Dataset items
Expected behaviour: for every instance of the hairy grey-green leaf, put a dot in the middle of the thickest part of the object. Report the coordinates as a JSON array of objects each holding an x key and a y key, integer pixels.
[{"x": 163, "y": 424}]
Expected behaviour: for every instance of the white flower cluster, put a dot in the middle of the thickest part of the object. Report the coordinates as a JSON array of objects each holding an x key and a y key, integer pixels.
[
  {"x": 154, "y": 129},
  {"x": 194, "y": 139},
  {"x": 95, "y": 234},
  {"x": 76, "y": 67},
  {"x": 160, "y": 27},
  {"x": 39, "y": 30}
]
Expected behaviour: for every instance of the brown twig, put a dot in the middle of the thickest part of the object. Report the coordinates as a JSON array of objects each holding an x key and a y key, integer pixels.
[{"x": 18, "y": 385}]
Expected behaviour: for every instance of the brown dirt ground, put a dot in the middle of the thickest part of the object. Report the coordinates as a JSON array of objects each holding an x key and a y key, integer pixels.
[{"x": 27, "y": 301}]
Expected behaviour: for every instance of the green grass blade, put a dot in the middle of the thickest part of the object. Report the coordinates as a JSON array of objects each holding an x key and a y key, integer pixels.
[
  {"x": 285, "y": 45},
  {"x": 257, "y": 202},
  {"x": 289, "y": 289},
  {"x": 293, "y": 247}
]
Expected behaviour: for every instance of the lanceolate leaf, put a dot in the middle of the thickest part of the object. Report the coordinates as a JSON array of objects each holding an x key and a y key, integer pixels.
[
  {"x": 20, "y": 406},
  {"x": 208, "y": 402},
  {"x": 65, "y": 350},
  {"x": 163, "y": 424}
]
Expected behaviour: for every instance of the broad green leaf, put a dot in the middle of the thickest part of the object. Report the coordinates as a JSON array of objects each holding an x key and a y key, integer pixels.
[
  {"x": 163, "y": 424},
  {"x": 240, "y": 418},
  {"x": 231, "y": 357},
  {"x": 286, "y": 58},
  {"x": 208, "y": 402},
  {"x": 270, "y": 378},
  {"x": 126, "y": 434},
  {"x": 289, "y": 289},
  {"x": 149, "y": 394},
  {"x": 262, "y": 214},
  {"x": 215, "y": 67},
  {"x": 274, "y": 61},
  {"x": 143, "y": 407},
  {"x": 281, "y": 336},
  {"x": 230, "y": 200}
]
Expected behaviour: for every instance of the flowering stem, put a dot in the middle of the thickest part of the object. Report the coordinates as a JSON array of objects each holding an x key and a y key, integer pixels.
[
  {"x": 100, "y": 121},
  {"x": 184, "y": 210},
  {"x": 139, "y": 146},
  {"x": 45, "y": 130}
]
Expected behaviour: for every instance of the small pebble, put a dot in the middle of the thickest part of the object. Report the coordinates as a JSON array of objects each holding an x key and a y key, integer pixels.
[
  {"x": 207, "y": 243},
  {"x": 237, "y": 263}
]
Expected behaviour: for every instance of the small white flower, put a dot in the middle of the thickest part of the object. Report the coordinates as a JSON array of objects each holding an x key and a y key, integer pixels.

# Exercise instructions
Every entry should be reproduced word for word.

# Answer for the task
Expected behaviour: for every instance of the hairy grey-green leaf, put a dot in the middle of the thickest part of the object. Report the coordinates as a JSON array of objects each holding an x key and a y key, integer pixels.
[{"x": 163, "y": 424}]
Expected behaviour: for every instance of the white flower cluster, put a dot in the middle of the thickest part of the object. Report the coordinates as a JSON array of objects each holding an x key and a y key, integer pixels.
[
  {"x": 154, "y": 129},
  {"x": 194, "y": 139},
  {"x": 95, "y": 234},
  {"x": 76, "y": 67},
  {"x": 160, "y": 27},
  {"x": 39, "y": 30}
]
Expected behaviour: for every instance of the brown twig, put a dot in the middle of the thickest part of the object. Report the coordinates as a JSON array of objects each holding an x key and a y key, integer pixels.
[{"x": 18, "y": 385}]
Expected behaviour: for every instance of the brown dirt ground, put a dot in the middle of the thickest part of the object. Report the coordinates as a JSON array of objects each holding an x key and a y key, integer pixels.
[{"x": 27, "y": 301}]
Expected behaviour: for every instance of the green grass blade, put a dot in the middle of the thickest part of the object. Report the coordinates as a JSON array of objects each holding an x key and a y key, integer pixels.
[
  {"x": 285, "y": 45},
  {"x": 257, "y": 202},
  {"x": 289, "y": 289},
  {"x": 293, "y": 247}
]
Expected behaviour: for every instance of the lanceolate leaf, put a dot in the middle of the thickest part of the object. Report the coordinates as a JSON array of objects each holding an x key and a y key, integer pixels.
[
  {"x": 20, "y": 406},
  {"x": 208, "y": 402},
  {"x": 65, "y": 350},
  {"x": 163, "y": 424}
]
Expected behaviour: for every instance of the broad green leaf, put a dot in the middle of the thickest part of the object. Report the coordinates as a JSON array of objects each holding an x key and a y key, integer pixels.
[
  {"x": 163, "y": 424},
  {"x": 240, "y": 418},
  {"x": 231, "y": 357},
  {"x": 286, "y": 58},
  {"x": 208, "y": 402},
  {"x": 270, "y": 378},
  {"x": 126, "y": 434},
  {"x": 289, "y": 289},
  {"x": 149, "y": 394},
  {"x": 262, "y": 214},
  {"x": 215, "y": 67},
  {"x": 274, "y": 61},
  {"x": 143, "y": 407},
  {"x": 281, "y": 336},
  {"x": 230, "y": 200}
]
Expected behaviour: for every instance of the flowering stem, put a dot in the middle of the thickest part of the object. Report the coordinates as a JSON array of objects each holding an x key and a y key, integer pixels.
[
  {"x": 100, "y": 121},
  {"x": 184, "y": 210},
  {"x": 139, "y": 146},
  {"x": 45, "y": 130}
]
Expected behaviour: for every instance of the small pebble, put a dot in the middle of the thickest part of the object. Report the coordinates as a JSON array of objects each holding an x key and a y key, integer pixels.
[
  {"x": 207, "y": 243},
  {"x": 237, "y": 263}
]
Expected behaviour: for every instance of the small white flower, put a dot in the middle of the thickest part of the object. Report the coordinates as a JSON array of objects each holding an x key and a y key, integer pixels.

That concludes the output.